ウクライナが切望しながらも西側が躊躇している戦車と戦闘機。そのうち戦車について大きな動きがあった。イギリス政府が主力戦車の供給を検討していることが分かった。これが実現した場合、ウクライナ戦争にどんな影響があるのか。占拠された地域を奪還するのに不可欠と言われてきた戦車戦がいよいよ始まるのか・・・。ウクライナ戦争の新たな局面を議論した。
ウクライナの橋は50トンまでしか耐えられない…英の戦車は70トン。
ウクライナに供給が決まっている装甲車両といえば機関砲を装備した『歩兵装甲車』と、前線に兵を送る『装甲兵員輸送車』だけだった。そこに今回のイギリス主力戦車『チャレンジャー2』の供給が決まるとどんなことが起こるのか・・・。

----------------------------------------

**実施課題**
- a) 抜粋によれば、ウクライナの橋は何トンまで耐えられるとされていますか。
- b) 戦車供給に関する抜粋を、途切れたところから再開して書き継いでください。
資料は抜粋の内容とは関係がありません。

----------------------------------------

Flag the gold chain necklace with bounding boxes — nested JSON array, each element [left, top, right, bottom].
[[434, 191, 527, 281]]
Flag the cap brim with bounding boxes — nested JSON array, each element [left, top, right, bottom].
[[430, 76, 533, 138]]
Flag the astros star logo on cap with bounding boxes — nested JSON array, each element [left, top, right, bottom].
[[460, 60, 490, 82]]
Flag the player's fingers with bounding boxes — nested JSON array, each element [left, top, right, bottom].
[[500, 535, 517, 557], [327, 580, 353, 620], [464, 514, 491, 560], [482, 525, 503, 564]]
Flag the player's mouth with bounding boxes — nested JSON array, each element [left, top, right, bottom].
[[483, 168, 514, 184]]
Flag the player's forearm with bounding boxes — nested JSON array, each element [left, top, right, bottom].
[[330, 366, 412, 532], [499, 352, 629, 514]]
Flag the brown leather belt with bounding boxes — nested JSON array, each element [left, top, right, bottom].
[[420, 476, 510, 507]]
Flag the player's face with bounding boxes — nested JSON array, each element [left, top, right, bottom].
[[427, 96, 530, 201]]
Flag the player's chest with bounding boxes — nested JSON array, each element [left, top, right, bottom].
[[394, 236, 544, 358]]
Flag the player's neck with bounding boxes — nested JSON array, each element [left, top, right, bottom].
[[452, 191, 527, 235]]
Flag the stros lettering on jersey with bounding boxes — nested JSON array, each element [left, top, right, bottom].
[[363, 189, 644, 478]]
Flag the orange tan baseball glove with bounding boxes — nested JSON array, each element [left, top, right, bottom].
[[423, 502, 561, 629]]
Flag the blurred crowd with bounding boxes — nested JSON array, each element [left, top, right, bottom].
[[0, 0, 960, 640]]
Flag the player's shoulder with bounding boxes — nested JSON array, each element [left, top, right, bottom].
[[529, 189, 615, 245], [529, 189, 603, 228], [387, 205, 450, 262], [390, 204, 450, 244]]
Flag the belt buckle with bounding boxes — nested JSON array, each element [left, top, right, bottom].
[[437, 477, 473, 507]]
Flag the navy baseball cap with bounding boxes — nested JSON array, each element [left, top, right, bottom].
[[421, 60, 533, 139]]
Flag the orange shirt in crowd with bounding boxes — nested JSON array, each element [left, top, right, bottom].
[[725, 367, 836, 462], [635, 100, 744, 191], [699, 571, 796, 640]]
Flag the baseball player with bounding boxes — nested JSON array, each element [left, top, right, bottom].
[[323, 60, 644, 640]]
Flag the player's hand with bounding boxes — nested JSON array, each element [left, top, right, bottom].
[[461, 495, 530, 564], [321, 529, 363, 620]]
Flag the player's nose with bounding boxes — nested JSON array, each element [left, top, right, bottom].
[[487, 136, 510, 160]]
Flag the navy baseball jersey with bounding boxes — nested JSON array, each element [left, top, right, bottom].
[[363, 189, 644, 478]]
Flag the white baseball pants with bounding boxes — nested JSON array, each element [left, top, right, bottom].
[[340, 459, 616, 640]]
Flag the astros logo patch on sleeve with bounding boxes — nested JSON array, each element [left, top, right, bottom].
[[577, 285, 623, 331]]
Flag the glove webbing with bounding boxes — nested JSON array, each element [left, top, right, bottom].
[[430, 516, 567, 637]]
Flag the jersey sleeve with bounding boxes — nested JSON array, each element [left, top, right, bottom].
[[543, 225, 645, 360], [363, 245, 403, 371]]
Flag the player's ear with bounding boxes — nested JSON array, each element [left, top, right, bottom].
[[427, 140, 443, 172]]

----------------------------------------

**課題の解答**
- a) 50トンまでです。

- b)
東京大学先端科学研究センター 小泉悠 専任講師
「いわゆる装甲戦闘車両。装甲を貼ってあって戦う能力を持った車両。その中で一番強いのが戦車ですよね」
『装甲兵員輸送車』は兵士の運搬がメインで、攻撃能力は機銃くらい。これはかなり早い段階から供給されてきた。攻撃力は高くない。
『歩兵装甲車』は第二次大戦の頃はなかった新しいコンセプト。ソ連が考え出したもので、歩兵と戦車が一緒に行動する形。走行性能は速くて、ある程度の攻撃力も持つ。対戦車ミサイルも搭載していて、戦車と装甲車を足して二で割ったような存在。使い勝手が良く各国似たようなものを生産している。これは今年になって供給が決まった。そして、今回ついに戦車となった。
東京大学先端科学研究センター 小泉悠 専任講師
「徐々に強力なものに支援をシフトさせている。これまでは“ここまで送ったらロシアが怒って何するかわかんないんじゃないか”って遠慮があったわけですが、少しずつ様子を見ながら援助のレベルを上げていると見るべき」

ウクライナが待ち続けた西側の戦車がいよいよ供給されるわけだが、受け取る側にも手放しで喜べない事情があった。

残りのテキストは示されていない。